BEGIN DATA EXTRACT

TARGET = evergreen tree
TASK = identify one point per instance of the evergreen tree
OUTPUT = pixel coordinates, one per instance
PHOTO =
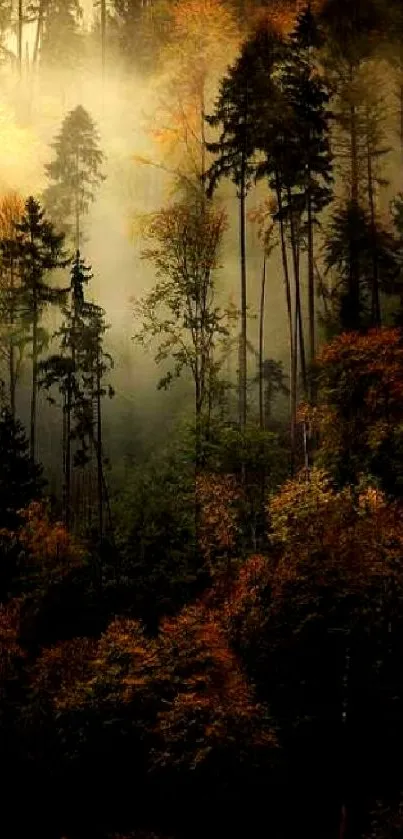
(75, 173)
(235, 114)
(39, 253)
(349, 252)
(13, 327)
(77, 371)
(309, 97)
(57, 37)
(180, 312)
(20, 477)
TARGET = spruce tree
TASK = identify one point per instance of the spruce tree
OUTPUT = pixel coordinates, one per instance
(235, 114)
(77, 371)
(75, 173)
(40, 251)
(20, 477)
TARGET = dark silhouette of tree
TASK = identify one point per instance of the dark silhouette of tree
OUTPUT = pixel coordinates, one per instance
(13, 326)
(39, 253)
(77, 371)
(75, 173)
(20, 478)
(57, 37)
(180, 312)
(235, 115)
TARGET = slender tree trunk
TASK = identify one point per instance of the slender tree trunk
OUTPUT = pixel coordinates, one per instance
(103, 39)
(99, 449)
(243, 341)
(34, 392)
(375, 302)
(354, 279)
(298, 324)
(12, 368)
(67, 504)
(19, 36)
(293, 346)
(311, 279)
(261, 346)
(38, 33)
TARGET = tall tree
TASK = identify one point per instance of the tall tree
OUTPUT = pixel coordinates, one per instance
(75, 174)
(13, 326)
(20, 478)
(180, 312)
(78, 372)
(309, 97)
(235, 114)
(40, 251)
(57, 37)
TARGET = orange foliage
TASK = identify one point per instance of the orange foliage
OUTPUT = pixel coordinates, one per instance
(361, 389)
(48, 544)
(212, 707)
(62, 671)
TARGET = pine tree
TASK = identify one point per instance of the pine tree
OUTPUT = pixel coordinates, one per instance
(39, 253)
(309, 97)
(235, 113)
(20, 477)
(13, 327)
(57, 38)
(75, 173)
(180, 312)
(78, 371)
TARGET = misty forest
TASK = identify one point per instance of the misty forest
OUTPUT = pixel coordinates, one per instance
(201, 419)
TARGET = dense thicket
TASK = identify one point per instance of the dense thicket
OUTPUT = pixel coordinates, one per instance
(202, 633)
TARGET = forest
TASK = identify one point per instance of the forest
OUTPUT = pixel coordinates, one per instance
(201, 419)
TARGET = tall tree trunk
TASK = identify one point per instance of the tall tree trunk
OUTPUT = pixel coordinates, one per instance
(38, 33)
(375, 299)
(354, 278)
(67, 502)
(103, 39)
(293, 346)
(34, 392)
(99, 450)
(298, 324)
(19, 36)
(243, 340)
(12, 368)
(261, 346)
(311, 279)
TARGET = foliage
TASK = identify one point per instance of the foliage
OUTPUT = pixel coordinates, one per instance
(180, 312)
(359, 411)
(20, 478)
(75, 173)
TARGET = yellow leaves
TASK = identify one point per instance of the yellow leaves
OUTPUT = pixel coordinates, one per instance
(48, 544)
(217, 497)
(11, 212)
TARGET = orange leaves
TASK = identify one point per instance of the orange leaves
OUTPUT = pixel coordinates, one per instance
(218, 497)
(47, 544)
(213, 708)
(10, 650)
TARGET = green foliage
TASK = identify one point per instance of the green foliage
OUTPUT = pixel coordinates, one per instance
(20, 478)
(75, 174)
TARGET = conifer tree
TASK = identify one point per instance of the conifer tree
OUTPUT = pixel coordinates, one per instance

END DATA EXTRACT

Check each line above for the string "yellow" and copy those that have it.

TARGET = yellow leaves
TASK = identify one point per instance of the yellow leaves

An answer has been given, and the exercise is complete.